• **What you will do**:
• 1. Summarize the hackle instructions below in two sentences.
• 2. According to the hackle instructions below, what staple length is given for the angelina/crystal metallic?
• 3. Reproduce the passage of the hackle instructions below between "When setting up" and "good to go!", inclusive.

• **Document section**:
········
When setting up your Art Roving Hackle you want to make sure you have a good heavy sturdy table with a 2" or so lip to attatch it to. I'm dead serious about the table being heavy and sturdy, it's a must! Make sure the clamps are pushed as far in the hackle as they will go and the metal bar of the clamps should be right up against the table edge. The hackle edge should be even or a smidge over the lip of the table. Once everything is lined up tighten down the clamps. You think you have the clamps tight but do you really?? It's time to test them before you start playing. Grab the base of the hackle on either end or the base that the tines set in and push it back and forth, put some effort into it! If the hackle moves it's not tight enough, if you move the heavy table and the hackle stays put you're good to go!

Loading the Hackle:
So we're ready to start playing! Get your fiber together that you intend to play with. Picture #4 is what I chose to play with:

20/80 silk merino top--3-3 1/2" staple, novelty yarn cut into 4ish" lengths, silk top--5 1/2" to 6" staple, firestar--4" staple, angelina/crystal metallic--8" staple, kid mohair locks--4" staple, romney fleece --5 1/2" staple, merino fleece --4 1/2"-5" staple, alpaca top-- 3 1/2" -4" staple, faux cashmere--3 1/2" staple, bamboo--3-3 1/2" staple

All of the fleece I'm using has been washed/scoured to remove any lanolin. You DO NOT want to use raw fleece as it will leave grease on your tines that will be difficult to remove. The romney fleece has been run through the picker to remove vegetable matter and the merino fleece was coated so it's pretty clean. You will want to remove as much VM (vegetable matter) as possible before loading your fiber onto the hackle.
········
• **Information shown**:
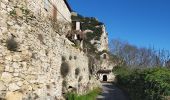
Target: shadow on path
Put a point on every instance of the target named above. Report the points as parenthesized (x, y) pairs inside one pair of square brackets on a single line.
[(111, 92)]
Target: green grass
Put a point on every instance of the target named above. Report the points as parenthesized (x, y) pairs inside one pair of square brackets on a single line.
[(89, 96)]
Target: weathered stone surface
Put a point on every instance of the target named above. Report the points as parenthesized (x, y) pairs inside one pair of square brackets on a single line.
[(2, 86), (15, 65), (6, 77), (13, 87), (17, 57), (18, 12), (14, 96)]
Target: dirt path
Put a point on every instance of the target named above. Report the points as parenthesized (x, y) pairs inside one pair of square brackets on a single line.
[(111, 92)]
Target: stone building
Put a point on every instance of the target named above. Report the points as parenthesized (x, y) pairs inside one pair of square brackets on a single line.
[(34, 52)]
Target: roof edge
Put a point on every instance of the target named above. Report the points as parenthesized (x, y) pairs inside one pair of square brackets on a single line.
[(67, 4)]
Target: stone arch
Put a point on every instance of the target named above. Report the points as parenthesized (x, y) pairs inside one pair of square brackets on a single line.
[(104, 77)]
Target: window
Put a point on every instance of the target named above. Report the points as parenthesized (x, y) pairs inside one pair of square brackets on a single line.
[(46, 5)]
········
• **Outputs for the tasks**:
• 1. The hackle must be clamped to a heavy, sturdy table with a lip, aligned with the table edge, tightened, and tested by pushing its base firmly back and forth. Fiber to be loaded should be washed or scoured to remove lanolin, because raw fleece leaves grease on the tines, and cleared of as much vegetable matter as possible.

• 2. 8 inches.

• 3.
When setting up your Art Roving Hackle you want to make sure you have a good heavy sturdy table with a 2" or so lip to attatch it to. I'm dead serious about the table being heavy and sturdy, it's a must! Make sure the clamps are pushed as far in the hackle as they will go and the metal bar of the clamps should be right up against the table edge. The hackle edge should be even or a smidge over the lip of the table. Once everything is lined up tighten down the clamps. You think you have the clamps tight but do you really?? It's time to test them before you start playing. Grab the base of the hackle on either end or the base that the tines set in and push it back and forth, put some effort into it! If the hackle moves it's not tight enough, if you move the heavy table and the hackle stays put you're good to go!